━━━ EXTRACTED RECORDS

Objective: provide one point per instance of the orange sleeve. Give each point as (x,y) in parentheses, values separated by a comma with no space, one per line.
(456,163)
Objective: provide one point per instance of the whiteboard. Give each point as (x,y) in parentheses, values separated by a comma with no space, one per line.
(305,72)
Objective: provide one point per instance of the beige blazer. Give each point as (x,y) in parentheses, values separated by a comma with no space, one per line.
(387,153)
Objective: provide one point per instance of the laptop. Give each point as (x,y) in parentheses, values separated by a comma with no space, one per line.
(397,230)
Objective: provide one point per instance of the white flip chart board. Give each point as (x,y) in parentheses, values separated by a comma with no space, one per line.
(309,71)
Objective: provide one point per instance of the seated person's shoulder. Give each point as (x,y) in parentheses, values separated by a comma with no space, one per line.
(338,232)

━━━━━━

*PROBLEM TO WORK ON:*
Retype the lines verbatim, starting at the line containing "Objective: provide one point per instance of the beige" and continuing through the last line.

*THE ANSWER:*
Objective: provide one point per instance of the beige blazer. Give each point as (x,y) in parentheses, values separated by a comma with no space, one per line.
(387,153)
Objective: provide one point per instance of the laptop. Give each point as (x,y) in parentheses, values separated by a comma with no space, one per line.
(397,230)
Objective: provide one point per instance of the white flip chart board. Give each point as (x,y) in parentheses, values separated by a comma with no space, one per line.
(309,71)
Objective: provide one point per instance of the seated person's shoulder. Give each point as (x,y) in parentheses, values separated by a comma with no space, one per line.
(338,232)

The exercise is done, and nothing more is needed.